[Opening Listed records section]

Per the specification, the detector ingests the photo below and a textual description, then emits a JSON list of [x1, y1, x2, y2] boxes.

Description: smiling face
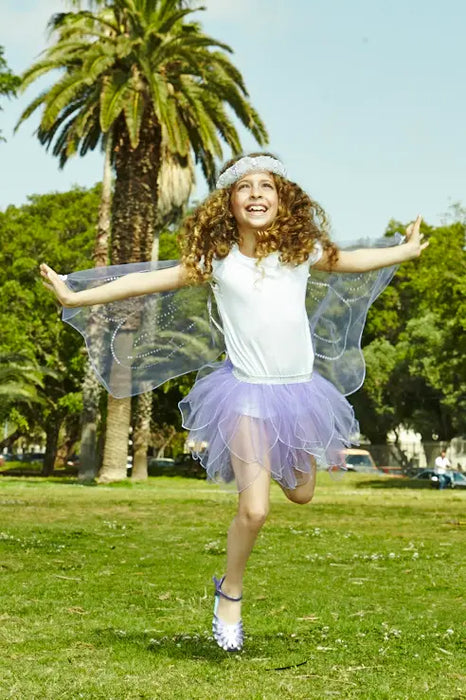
[[230, 171, 279, 234]]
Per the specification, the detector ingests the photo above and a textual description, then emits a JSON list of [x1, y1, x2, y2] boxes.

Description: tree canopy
[[0, 187, 98, 455], [352, 212, 466, 444]]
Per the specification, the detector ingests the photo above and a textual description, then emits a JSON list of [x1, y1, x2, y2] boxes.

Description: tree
[[0, 187, 98, 470], [77, 135, 112, 481], [17, 0, 268, 482], [130, 147, 195, 481], [352, 215, 466, 452], [0, 46, 20, 142]]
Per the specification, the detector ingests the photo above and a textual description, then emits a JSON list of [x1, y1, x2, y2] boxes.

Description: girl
[[40, 152, 427, 653]]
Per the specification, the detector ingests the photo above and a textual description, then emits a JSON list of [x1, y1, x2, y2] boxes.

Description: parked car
[[1, 453, 17, 463], [414, 469, 443, 486], [151, 458, 175, 468], [146, 454, 205, 478], [379, 465, 404, 477], [14, 452, 45, 463], [413, 469, 466, 489], [173, 453, 206, 479], [342, 448, 378, 473], [413, 469, 433, 480], [147, 457, 175, 476], [450, 471, 466, 488]]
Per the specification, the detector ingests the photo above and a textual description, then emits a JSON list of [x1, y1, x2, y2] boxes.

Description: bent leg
[[281, 456, 317, 505]]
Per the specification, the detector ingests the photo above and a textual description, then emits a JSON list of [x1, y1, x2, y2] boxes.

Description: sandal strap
[[213, 575, 242, 602]]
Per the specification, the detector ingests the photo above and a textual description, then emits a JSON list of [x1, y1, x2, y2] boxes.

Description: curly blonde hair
[[178, 152, 339, 283]]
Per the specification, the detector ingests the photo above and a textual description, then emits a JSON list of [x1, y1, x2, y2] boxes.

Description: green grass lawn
[[0, 473, 465, 699]]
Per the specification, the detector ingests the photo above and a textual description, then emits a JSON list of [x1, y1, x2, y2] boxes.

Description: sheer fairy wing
[[307, 234, 404, 396], [61, 261, 225, 398], [63, 235, 403, 399]]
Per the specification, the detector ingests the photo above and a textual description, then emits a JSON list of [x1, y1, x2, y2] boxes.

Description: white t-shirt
[[434, 455, 451, 474], [211, 242, 322, 384]]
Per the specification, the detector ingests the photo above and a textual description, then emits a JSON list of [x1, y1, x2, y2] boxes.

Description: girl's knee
[[285, 465, 316, 504], [289, 491, 314, 505], [238, 505, 269, 529], [285, 487, 315, 505]]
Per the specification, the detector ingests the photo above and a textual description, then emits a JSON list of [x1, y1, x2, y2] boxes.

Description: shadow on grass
[[356, 478, 433, 490], [0, 468, 78, 477], [0, 474, 93, 487], [92, 627, 316, 667], [93, 627, 231, 663], [0, 473, 138, 487]]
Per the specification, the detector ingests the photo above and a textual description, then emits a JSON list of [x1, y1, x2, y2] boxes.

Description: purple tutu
[[179, 361, 359, 491]]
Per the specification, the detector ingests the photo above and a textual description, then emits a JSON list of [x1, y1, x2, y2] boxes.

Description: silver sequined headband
[[215, 155, 288, 189]]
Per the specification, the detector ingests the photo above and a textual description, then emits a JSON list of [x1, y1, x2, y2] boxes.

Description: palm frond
[[19, 0, 269, 190], [123, 83, 145, 148], [99, 72, 131, 132]]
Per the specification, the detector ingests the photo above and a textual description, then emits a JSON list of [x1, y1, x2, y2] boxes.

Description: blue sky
[[1, 0, 465, 241]]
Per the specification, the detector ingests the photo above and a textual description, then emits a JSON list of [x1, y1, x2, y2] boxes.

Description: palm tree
[[17, 0, 268, 481], [18, 1, 267, 188], [0, 354, 48, 458], [0, 354, 45, 406], [77, 134, 112, 481], [0, 46, 21, 142], [131, 144, 195, 481]]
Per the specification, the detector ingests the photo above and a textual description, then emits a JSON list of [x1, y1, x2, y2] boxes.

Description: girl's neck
[[238, 229, 257, 258]]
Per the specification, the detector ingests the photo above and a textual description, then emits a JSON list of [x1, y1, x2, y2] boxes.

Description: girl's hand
[[40, 263, 76, 307], [404, 215, 429, 258]]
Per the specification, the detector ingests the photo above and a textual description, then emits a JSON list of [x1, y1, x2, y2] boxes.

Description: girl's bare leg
[[281, 456, 317, 505], [216, 457, 271, 625]]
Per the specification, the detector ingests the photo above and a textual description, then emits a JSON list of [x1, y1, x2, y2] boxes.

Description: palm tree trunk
[[131, 391, 152, 480], [94, 133, 112, 267], [78, 134, 112, 482], [130, 224, 160, 481], [129, 142, 194, 481], [98, 110, 161, 483], [97, 394, 131, 482], [111, 110, 161, 264], [78, 365, 103, 481]]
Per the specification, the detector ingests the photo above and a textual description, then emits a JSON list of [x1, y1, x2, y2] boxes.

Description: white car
[[342, 448, 378, 473]]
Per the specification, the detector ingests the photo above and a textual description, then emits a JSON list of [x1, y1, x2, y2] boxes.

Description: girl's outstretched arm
[[40, 263, 191, 308], [314, 215, 428, 272]]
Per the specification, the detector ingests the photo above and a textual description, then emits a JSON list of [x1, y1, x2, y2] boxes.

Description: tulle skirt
[[179, 361, 359, 491]]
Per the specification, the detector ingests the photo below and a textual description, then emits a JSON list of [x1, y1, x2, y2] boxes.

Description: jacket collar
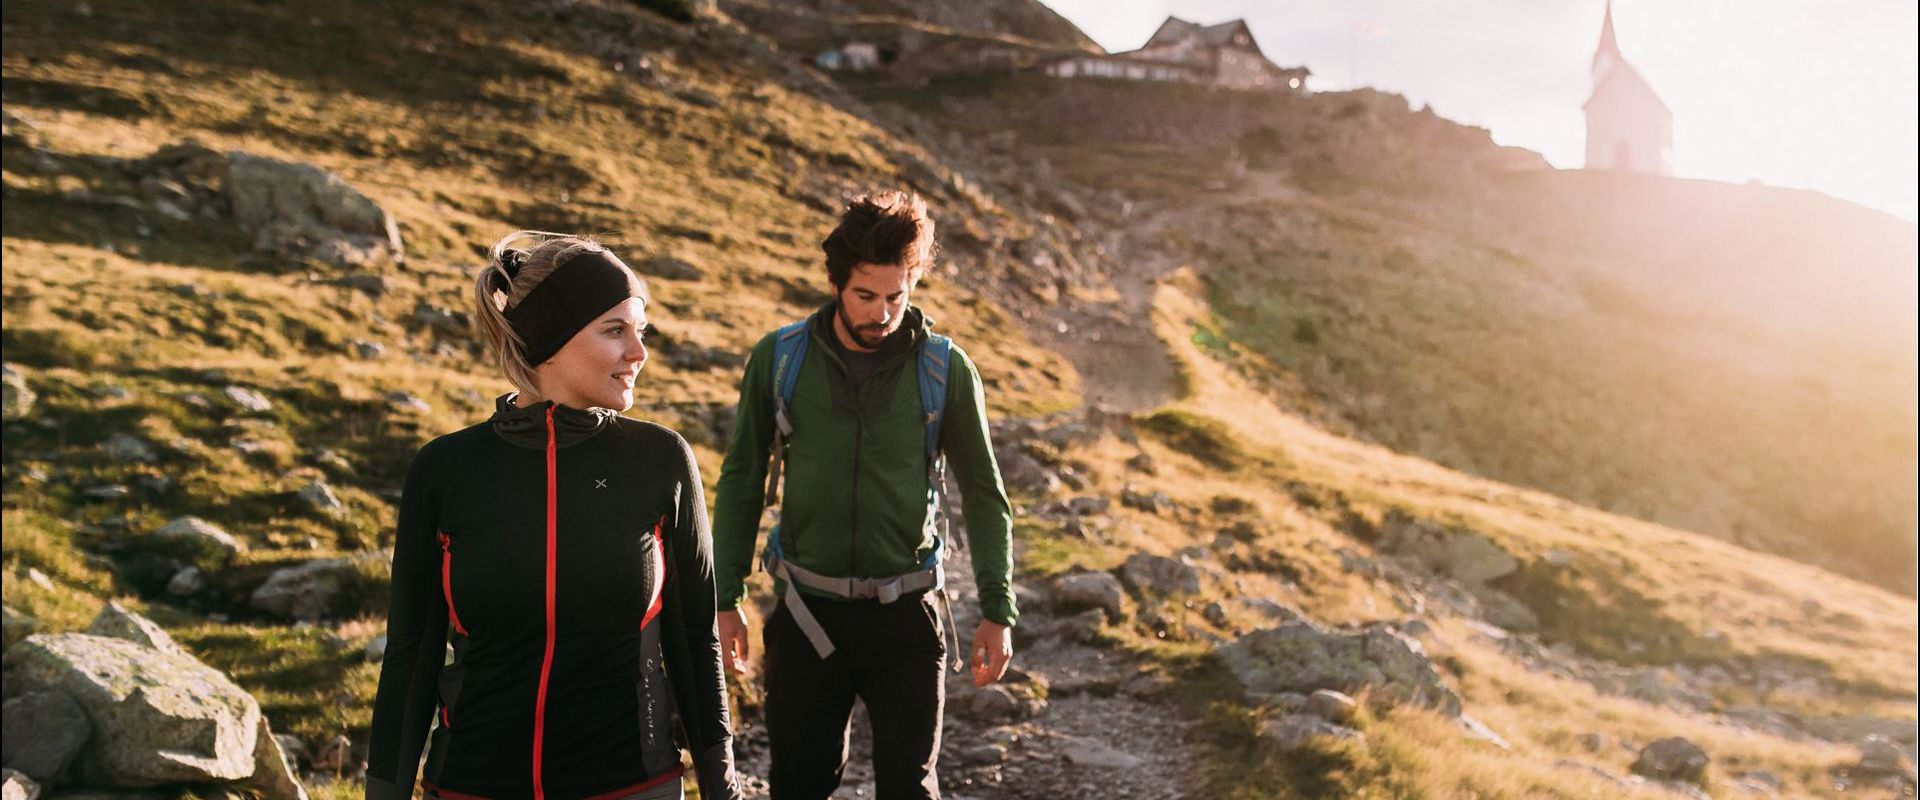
[[489, 393, 618, 450], [808, 301, 931, 364]]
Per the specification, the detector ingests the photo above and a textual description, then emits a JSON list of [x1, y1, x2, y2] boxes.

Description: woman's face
[[537, 298, 649, 411]]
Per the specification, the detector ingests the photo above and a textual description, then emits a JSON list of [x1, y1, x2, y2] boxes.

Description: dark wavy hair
[[820, 191, 938, 288]]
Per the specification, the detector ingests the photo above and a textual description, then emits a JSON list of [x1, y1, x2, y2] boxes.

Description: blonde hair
[[471, 231, 641, 401]]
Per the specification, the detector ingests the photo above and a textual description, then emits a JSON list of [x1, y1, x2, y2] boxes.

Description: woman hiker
[[365, 231, 740, 800]]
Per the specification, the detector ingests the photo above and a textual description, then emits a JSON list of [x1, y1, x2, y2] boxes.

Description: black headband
[[502, 249, 646, 364]]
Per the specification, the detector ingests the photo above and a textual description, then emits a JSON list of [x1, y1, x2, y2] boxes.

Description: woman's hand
[[717, 608, 751, 675]]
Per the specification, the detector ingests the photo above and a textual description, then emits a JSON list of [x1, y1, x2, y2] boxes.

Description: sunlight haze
[[1038, 0, 1920, 221]]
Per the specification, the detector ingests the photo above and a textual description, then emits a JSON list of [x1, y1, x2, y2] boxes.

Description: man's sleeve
[[365, 442, 449, 800], [940, 344, 1018, 627], [710, 332, 779, 611]]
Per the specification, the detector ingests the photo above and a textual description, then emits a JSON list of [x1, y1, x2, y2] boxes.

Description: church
[[1584, 1, 1673, 174]]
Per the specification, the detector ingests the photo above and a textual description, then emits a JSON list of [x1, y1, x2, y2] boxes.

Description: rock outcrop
[[3, 633, 260, 785], [226, 152, 403, 267], [1220, 621, 1462, 716]]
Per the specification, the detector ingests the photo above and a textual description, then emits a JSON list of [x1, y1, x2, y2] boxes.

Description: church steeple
[[1592, 0, 1622, 75]]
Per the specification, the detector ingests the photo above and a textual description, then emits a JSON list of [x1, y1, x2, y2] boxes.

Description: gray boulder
[[1049, 572, 1125, 620], [962, 685, 1022, 723], [1379, 513, 1518, 584], [383, 392, 431, 415], [1119, 553, 1202, 597], [1856, 734, 1915, 781], [165, 567, 206, 597], [1261, 714, 1364, 751], [0, 769, 38, 800], [222, 386, 273, 414], [243, 717, 308, 800], [225, 151, 403, 267], [998, 451, 1059, 495], [1630, 737, 1709, 785], [1303, 689, 1357, 725], [146, 517, 242, 568], [1220, 621, 1462, 716], [2, 365, 34, 421], [1, 691, 90, 786], [85, 603, 186, 657], [1120, 486, 1171, 514], [296, 481, 344, 516], [248, 552, 385, 621], [2, 634, 260, 785], [100, 434, 156, 464], [1470, 586, 1541, 633]]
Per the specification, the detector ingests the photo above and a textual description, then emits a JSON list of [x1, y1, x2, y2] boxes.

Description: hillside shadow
[[1, 0, 569, 117], [0, 75, 157, 120], [0, 181, 265, 274]]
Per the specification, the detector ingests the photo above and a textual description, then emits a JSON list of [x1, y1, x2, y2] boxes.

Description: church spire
[[1592, 0, 1622, 74]]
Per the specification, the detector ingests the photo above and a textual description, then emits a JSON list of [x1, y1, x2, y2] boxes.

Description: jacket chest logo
[[594, 478, 608, 489]]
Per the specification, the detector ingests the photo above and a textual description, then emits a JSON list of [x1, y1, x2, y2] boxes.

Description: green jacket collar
[[806, 301, 933, 368]]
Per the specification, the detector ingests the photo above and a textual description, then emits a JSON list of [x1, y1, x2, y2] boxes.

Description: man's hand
[[718, 608, 751, 675], [968, 620, 1012, 687]]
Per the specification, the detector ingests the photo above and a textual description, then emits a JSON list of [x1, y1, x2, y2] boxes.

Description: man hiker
[[712, 190, 1016, 799]]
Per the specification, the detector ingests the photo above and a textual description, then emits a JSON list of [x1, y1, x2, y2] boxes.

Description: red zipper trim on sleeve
[[437, 532, 468, 636], [640, 517, 667, 630], [531, 406, 559, 800]]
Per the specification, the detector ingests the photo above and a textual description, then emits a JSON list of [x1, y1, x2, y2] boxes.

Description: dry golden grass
[[1036, 267, 1920, 797]]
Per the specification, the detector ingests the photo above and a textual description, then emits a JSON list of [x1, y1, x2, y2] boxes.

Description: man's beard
[[837, 301, 895, 351]]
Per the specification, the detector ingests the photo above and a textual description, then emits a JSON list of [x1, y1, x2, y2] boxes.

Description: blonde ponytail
[[469, 230, 621, 402]]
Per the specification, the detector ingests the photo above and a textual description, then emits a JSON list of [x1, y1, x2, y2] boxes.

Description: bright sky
[[1036, 0, 1920, 221]]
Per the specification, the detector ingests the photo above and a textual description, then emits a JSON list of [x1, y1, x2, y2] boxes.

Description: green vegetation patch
[[1137, 409, 1255, 471]]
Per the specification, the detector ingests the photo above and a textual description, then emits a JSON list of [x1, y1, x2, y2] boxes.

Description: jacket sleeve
[[659, 430, 741, 800], [710, 332, 779, 611], [365, 442, 449, 800], [940, 344, 1019, 627]]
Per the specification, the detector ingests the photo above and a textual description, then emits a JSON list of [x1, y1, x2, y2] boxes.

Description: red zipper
[[437, 532, 468, 636], [531, 406, 559, 800], [641, 517, 667, 630]]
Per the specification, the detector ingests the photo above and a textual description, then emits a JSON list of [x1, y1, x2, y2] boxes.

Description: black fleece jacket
[[366, 396, 738, 800]]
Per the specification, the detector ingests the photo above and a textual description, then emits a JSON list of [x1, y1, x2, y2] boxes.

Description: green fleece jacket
[[711, 303, 1017, 627]]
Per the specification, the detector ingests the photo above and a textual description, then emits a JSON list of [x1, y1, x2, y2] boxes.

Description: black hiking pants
[[764, 589, 947, 800]]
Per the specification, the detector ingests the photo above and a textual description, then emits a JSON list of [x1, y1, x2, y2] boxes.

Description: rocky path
[[727, 531, 1203, 799], [1024, 205, 1186, 414]]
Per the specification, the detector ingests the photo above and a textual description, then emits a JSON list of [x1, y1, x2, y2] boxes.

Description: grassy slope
[[3, 2, 1915, 798], [851, 72, 1919, 596], [0, 0, 1077, 781], [1003, 268, 1915, 798]]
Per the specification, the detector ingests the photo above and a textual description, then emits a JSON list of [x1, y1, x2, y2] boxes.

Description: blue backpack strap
[[762, 321, 811, 508], [918, 333, 952, 460], [917, 334, 953, 570], [772, 321, 811, 420]]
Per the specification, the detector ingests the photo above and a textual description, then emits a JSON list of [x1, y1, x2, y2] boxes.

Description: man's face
[[835, 262, 916, 351]]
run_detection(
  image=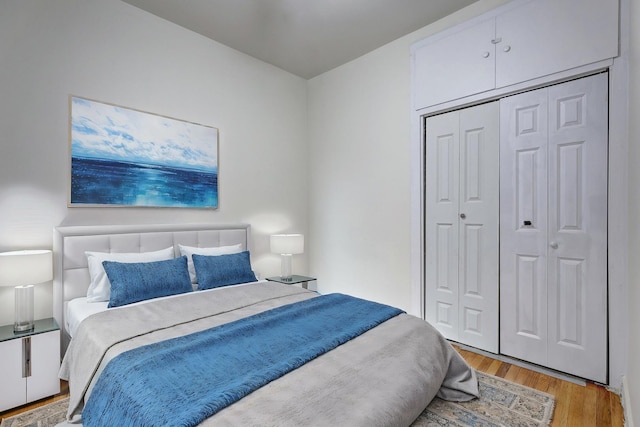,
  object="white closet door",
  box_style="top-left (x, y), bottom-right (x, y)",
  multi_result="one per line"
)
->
top-left (546, 74), bottom-right (608, 382)
top-left (426, 102), bottom-right (499, 353)
top-left (458, 104), bottom-right (499, 352)
top-left (500, 74), bottom-right (608, 382)
top-left (426, 110), bottom-right (460, 341)
top-left (500, 87), bottom-right (549, 367)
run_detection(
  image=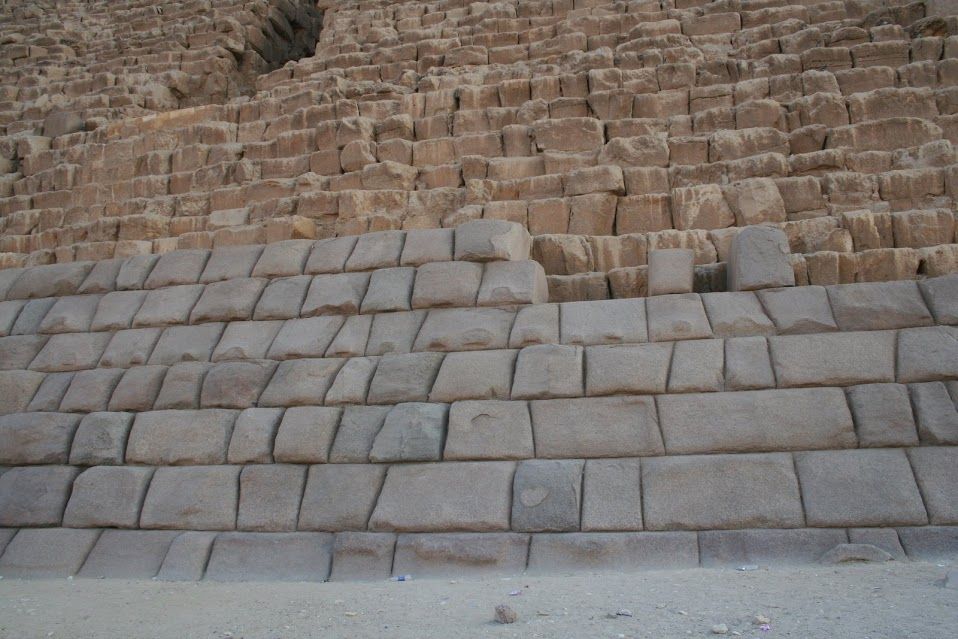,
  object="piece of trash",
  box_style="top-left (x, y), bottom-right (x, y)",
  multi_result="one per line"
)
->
top-left (494, 604), bottom-right (517, 624)
top-left (737, 565), bottom-right (759, 572)
top-left (759, 624), bottom-right (772, 632)
top-left (391, 574), bottom-right (412, 582)
top-left (508, 590), bottom-right (521, 596)
top-left (615, 609), bottom-right (633, 617)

[Closing Listed records section]

Required work:
Search the material above for "object". Pull out each line where it shows up.

The completed task:
  object="white closet door",
  object="piece of trash",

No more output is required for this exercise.